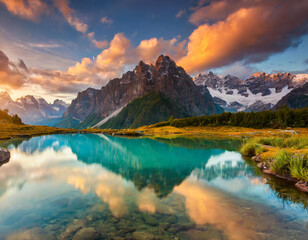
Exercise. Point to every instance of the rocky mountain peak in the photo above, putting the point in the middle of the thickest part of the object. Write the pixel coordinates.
(5, 97)
(163, 77)
(60, 102)
(163, 63)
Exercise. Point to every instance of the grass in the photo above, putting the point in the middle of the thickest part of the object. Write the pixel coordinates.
(284, 155)
(281, 163)
(295, 142)
(299, 167)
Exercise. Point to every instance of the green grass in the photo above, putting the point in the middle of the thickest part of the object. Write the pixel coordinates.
(299, 167)
(294, 142)
(281, 163)
(250, 149)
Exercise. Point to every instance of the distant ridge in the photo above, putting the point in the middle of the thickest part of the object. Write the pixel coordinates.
(94, 105)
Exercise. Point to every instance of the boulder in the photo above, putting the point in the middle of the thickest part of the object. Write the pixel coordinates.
(4, 155)
(87, 233)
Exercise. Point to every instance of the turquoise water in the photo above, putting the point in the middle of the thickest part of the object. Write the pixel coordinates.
(101, 187)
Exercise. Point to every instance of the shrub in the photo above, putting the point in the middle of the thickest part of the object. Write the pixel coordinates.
(281, 162)
(299, 167)
(248, 149)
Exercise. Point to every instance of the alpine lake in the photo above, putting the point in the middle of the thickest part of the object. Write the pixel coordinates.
(94, 186)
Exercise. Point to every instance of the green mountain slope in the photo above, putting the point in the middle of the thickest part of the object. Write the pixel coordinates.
(146, 110)
(6, 118)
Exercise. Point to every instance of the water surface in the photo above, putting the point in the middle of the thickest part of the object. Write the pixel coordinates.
(61, 186)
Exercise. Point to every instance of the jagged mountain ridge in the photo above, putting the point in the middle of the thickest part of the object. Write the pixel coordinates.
(259, 92)
(93, 105)
(297, 98)
(34, 110)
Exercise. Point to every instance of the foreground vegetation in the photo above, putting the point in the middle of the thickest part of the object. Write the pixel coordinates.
(283, 157)
(282, 118)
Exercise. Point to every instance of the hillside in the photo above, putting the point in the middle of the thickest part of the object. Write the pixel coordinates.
(152, 108)
(93, 105)
(282, 118)
(297, 98)
(5, 117)
(34, 110)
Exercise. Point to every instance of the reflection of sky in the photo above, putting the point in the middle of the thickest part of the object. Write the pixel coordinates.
(38, 175)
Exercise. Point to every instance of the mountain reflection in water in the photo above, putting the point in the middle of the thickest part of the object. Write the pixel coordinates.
(209, 189)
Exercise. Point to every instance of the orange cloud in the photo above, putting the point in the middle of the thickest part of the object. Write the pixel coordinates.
(250, 33)
(209, 206)
(149, 49)
(29, 9)
(80, 67)
(100, 44)
(106, 20)
(67, 12)
(11, 75)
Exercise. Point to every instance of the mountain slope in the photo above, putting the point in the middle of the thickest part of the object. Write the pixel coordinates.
(146, 110)
(34, 110)
(259, 92)
(297, 98)
(164, 76)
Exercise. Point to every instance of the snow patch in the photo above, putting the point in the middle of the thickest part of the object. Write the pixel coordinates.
(272, 98)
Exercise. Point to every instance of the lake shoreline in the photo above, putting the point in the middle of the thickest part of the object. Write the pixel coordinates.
(12, 131)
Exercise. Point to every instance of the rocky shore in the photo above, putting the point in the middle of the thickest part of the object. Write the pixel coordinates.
(301, 185)
(4, 155)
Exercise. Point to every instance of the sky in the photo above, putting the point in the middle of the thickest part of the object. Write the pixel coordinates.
(56, 48)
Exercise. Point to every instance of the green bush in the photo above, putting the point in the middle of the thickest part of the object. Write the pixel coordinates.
(299, 167)
(281, 162)
(248, 149)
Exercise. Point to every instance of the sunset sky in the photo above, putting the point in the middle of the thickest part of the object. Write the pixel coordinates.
(55, 48)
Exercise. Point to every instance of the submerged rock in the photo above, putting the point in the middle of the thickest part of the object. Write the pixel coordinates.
(303, 186)
(32, 234)
(87, 233)
(4, 155)
(142, 235)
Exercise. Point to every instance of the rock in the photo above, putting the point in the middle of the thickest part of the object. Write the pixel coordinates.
(163, 77)
(71, 229)
(87, 234)
(302, 185)
(149, 219)
(142, 235)
(255, 90)
(4, 155)
(31, 234)
(257, 158)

· · · · · · ·

Your task is to write out the lines from the one with "Exercise. Point to every instance of the lake" through the end of the records, exactly and with nothing added.

Reply:
Exercise. Point to every instance of the lake shoreline in the photo above, putting the point in the middle of the thickest part of the object. Write the pixel coordinates.
(12, 131)
Exercise. Point to every instance of the rocky shore in the photo above, putting the point in the middle of the thickest part of the object. Write the pixel coordinates.
(301, 185)
(4, 155)
Exercise. Point to every instance of the sky in the photo above, putting the point in the middle of the thickest part of the object. Write the pixel coordinates.
(56, 48)
Exercise. Point to every instance of the green bush in the photo above, putting the point in the middle of the thickest part of the object. Write the pixel coordinates.
(299, 167)
(281, 162)
(248, 149)
Exercise. Point to every instance of the sunset sky in the photo above, putting the point in the middle of the thickest part of the object. Write the pixel coordinates.
(55, 48)
Exercise. Point to every instance of the submerged rock in the photo above, putting the point in the middle of the thickest part of the object. Write the pixel coordinates.
(303, 186)
(32, 234)
(87, 233)
(4, 155)
(142, 235)
Exercise. Point to every instance of the rock in the photo above, putting the point in the middle of the thickest part of the object. Write the pixel coordinates.
(163, 77)
(71, 229)
(87, 234)
(302, 185)
(149, 219)
(142, 235)
(255, 90)
(4, 155)
(31, 234)
(257, 158)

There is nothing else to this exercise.